=== WHAT THE TASK REQUIRES ===
From the line containing "Target: cockpit window" to the end of the records below, both included, every line should be repeated exactly; pictures should be dropped.

══════════════════════════════

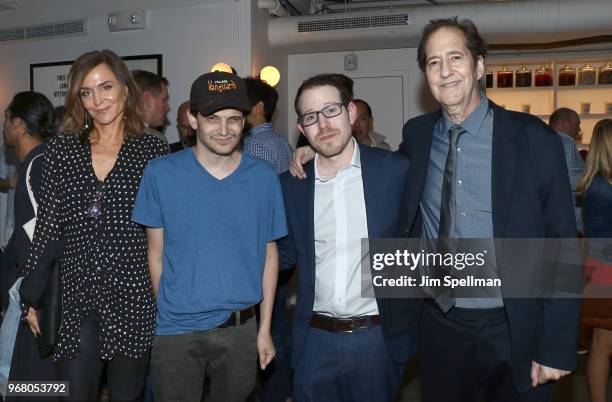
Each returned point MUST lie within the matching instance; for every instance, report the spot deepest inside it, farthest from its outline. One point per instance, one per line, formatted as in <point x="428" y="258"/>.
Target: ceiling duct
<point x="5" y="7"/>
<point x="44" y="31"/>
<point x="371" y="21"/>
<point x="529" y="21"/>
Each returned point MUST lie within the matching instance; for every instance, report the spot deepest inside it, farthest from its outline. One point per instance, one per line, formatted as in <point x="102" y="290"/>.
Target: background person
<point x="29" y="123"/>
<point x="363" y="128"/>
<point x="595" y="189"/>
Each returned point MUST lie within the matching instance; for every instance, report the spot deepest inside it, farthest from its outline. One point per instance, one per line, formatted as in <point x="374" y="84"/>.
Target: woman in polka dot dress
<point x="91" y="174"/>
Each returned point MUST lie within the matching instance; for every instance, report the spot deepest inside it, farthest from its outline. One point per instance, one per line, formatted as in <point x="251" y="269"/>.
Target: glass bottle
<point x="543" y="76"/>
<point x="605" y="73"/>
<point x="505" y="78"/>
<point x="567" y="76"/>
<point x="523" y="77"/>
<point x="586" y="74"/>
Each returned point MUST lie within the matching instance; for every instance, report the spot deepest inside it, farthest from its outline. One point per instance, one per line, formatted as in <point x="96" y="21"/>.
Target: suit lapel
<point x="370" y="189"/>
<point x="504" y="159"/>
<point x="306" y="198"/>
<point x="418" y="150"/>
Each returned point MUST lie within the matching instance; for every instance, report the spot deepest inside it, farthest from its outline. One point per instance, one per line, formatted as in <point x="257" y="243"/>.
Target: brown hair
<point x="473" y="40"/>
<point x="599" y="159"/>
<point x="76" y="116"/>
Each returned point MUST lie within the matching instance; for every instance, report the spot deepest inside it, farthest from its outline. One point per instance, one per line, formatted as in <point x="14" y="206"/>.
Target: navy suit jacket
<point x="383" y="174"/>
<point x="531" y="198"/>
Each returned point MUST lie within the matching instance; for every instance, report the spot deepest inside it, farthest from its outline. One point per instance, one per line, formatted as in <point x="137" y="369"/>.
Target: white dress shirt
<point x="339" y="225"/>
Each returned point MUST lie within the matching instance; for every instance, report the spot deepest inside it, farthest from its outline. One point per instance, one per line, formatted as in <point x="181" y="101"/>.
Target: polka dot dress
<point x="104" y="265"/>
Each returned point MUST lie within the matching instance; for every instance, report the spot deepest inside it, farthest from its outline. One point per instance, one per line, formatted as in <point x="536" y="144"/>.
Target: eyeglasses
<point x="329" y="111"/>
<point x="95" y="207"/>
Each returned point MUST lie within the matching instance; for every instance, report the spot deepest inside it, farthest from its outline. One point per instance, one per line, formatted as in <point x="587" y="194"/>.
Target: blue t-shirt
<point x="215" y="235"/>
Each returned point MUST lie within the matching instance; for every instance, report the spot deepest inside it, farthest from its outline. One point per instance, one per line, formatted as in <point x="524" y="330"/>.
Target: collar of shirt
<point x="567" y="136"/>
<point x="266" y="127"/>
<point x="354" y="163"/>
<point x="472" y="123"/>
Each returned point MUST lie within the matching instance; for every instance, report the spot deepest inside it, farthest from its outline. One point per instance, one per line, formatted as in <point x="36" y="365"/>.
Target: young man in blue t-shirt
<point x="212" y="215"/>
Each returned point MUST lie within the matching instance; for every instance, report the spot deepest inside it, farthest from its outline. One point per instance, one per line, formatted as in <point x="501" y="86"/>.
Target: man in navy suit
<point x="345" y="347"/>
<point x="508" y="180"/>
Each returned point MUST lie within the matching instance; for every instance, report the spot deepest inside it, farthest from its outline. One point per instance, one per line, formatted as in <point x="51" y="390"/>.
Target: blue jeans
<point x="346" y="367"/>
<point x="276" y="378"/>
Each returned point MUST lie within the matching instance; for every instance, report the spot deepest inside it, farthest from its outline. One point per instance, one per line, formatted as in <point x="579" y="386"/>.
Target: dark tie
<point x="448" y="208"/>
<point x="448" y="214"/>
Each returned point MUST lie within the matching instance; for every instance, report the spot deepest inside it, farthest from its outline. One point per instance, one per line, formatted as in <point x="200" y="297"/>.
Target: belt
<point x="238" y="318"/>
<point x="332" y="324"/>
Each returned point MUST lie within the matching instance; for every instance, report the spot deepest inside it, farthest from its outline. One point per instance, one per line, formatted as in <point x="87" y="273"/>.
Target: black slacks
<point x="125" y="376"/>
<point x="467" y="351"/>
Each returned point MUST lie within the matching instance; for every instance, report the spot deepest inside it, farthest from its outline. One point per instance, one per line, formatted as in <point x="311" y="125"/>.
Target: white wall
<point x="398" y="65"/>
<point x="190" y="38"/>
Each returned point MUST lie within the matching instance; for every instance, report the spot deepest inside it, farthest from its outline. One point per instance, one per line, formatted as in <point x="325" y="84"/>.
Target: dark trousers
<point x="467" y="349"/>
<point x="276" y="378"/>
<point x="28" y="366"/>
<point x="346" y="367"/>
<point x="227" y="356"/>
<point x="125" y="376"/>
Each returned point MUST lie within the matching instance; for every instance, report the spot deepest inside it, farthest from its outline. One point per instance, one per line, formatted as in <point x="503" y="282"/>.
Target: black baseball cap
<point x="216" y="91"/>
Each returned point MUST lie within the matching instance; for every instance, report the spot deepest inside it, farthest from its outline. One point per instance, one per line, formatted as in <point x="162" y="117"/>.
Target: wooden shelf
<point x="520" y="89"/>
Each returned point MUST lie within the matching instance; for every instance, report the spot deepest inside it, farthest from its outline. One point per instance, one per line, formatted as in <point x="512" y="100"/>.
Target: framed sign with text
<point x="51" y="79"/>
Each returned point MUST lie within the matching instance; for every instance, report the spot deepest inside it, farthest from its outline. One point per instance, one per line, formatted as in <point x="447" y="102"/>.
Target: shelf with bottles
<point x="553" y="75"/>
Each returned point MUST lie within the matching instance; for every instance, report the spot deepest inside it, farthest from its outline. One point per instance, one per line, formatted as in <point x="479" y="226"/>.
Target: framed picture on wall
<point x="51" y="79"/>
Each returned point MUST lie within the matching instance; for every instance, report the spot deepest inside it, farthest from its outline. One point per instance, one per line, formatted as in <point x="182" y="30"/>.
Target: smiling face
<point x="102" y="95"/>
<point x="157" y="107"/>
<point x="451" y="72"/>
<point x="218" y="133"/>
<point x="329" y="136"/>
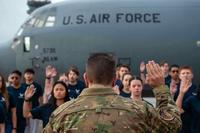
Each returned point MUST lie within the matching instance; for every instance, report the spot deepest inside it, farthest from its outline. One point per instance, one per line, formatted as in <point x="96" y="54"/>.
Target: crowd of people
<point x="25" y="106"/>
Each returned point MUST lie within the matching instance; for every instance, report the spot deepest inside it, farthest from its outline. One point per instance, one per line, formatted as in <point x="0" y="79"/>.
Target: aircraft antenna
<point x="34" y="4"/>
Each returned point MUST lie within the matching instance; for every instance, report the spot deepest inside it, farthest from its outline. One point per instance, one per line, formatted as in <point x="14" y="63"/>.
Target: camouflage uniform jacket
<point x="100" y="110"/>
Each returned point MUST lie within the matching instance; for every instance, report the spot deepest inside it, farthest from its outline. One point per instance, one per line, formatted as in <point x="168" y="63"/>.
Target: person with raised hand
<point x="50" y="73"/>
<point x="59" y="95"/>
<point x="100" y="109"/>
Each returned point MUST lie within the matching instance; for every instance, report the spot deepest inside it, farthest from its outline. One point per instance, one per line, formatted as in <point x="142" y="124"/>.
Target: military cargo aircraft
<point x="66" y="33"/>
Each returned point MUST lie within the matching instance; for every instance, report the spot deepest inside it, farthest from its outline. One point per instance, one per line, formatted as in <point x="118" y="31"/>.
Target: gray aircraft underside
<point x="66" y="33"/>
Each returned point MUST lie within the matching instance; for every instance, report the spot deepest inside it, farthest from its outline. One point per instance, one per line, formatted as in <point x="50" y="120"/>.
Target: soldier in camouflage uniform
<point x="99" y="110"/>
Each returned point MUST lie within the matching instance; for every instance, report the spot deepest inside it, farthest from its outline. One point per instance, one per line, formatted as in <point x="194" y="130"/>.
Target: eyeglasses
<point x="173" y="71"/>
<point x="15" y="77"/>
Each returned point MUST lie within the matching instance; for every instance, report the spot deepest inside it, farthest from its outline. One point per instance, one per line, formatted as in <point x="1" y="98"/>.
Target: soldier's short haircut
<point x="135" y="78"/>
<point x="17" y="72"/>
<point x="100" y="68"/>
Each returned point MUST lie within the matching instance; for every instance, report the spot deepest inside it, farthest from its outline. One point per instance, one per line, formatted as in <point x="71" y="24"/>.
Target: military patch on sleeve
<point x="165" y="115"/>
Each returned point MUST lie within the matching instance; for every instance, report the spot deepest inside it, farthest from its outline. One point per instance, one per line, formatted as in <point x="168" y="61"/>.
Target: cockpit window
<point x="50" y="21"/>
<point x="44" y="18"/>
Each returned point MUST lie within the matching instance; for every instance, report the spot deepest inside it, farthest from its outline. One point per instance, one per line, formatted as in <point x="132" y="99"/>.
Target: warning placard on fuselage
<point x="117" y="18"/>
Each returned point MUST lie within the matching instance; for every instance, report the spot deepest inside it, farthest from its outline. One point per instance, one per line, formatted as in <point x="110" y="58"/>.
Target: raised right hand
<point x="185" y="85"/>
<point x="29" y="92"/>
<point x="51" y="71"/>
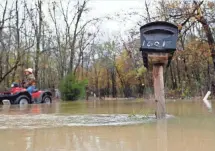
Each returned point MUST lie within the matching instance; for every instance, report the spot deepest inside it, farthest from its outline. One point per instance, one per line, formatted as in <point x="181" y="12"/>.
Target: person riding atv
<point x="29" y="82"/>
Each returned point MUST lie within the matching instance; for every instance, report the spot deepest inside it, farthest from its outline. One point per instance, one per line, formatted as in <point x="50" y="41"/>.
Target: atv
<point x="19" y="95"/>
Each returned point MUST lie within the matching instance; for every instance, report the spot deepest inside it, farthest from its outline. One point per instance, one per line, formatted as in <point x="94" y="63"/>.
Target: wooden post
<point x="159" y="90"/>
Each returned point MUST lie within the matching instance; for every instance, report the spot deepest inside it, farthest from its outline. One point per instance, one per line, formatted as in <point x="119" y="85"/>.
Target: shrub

══════════════════════════════

=== SOLVED PROBLEM ===
Target: cockpit window
<point x="50" y="21"/>
<point x="44" y="18"/>
Each returned point MUST lie within the matching instance; for every instance, report the spot deepest inside it, farthest from its outline. One point per instance, one per line, formatted as in <point x="132" y="99"/>.
Target: warning placard on fuselage
<point x="117" y="18"/>
Each returned point MUST lie within the matching instance; for every instance, report the spot deepest inside it, farthest from its outline. One point per instance, one per line, formatted as in <point x="110" y="58"/>.
Target: raised right hand
<point x="185" y="85"/>
<point x="29" y="92"/>
<point x="51" y="71"/>
Each returned point MUST lie within the matching instance; for every instance, report the spot deepest inside it, farthest from its outline. One point per instance, one per line, formatted as in <point x="181" y="12"/>.
Target: person riding atv
<point x="29" y="82"/>
Each returned point MUST lie within the matching instance; for every instance, report the spot deepest inside it, farthest from its outline. One point per instance, one per line, formatted as in <point x="50" y="41"/>.
Target: atv
<point x="19" y="95"/>
Each returned point MUST lie within the matching instance; for every instance, report the spot deepest inside it, farthest from its outline. One point per instance, one per line, formatted as in <point x="94" y="63"/>.
Target: wooden post
<point x="159" y="90"/>
Each returned point MUST lie within the matching instance; for every instance, report the spot deepest inside it, farthest from its outline. One point per instance, one per line, formatted as in <point x="119" y="85"/>.
Target: shrub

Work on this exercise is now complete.